:: Письменное задание 1 ::
Перескажи в двух предложениях отрывок о съемке в студии.
:: Письменное задание 2 ::
Продолжи отрывок о съемке в студии, начав сразу после его последнего предложения.

Приказываю убрать стену. Это даст нам свободу действия и возможность подступиться к мизансцене с другой стороны. Один из рабочих, глядя в сторону, замечает, что перенести стену, конечно, можно, но на это потребуется два часа, так как именно эта стена – двойная, пристроенная к прочной внешней кирпичной стене, начнешь ее переносить, может обвалиться штукатурка. Я изрыгаю приглушенные проклятия, испытывая тягостное чувство, что соединить внутреннюю и наружную стены было моей идеей.
Приказываю передвинуть камеру к двери и смотрю в видоискатель. Статисты загораживают актера. Чтобы попасть в кадр, ему надо повернуться направо. Помощник режиссера деликатно замечает, что в предыдущем дубле он двигался налево.
В студии стоит полная тишина. Все ждут – терпеливо и покорно. Я в отчаянии гляжу в видоискатель. Видны половина лица и уставившийся на меня глаз. Мелькает мысль, что получится необыкновенный кадр, о котором будут с восхищением писать критики всех стран, но тут же отбрасываю ее как нечестную.

Записи с указанием названных объектов
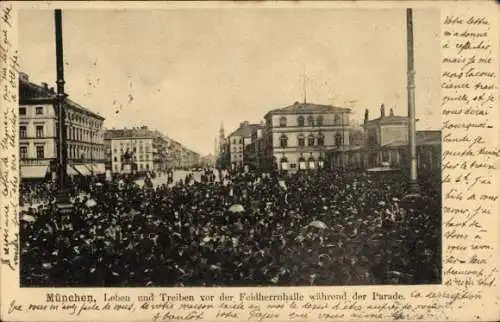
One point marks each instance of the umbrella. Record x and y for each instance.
(28, 218)
(318, 224)
(236, 208)
(90, 203)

:: Письменный ответ 1 ::
Приказ убрать стену наталкивается на возражение рабочего: перенос займет два часа и может обрушить штукатурку, а соединить внутреннюю и наружную стены было идеей самого автора приказа. Затем камеру велят передвинуть к двери, но статисты загораживают актера, которому для кадра нужно повернуться направо, хотя в предыдущем дубле он двигался налево, и в полной тишине студии в видоискателе видны лишь половина лица и глаз.

:: Письменный ответ 2 ::
Внезапно нахожу решение: съемка с движения. Вокруг актеров, мимо статистов, проезд. Тарковский непрерывно движется, в каждой сцене – камера парит и летает. Вообще-то, с моей точки зрения, никуда не годная техника, но она решает мою проблему. Время идет.
Сердце колотится, я задыхаюсь. Съемка с движения невозможна, произносит Свен Нюквист. Чего это Свен раскапризничался? Ну, естественно, боится сложных движений камеры, постарел, стал трусоват. Смотрю на него с безысходной тоской, он печально указывает рукой на что-то за моей спиной. Оборачиваюсь – там ни одной декорации, лишь стена студии. Он прав, съемка с движения невозможна.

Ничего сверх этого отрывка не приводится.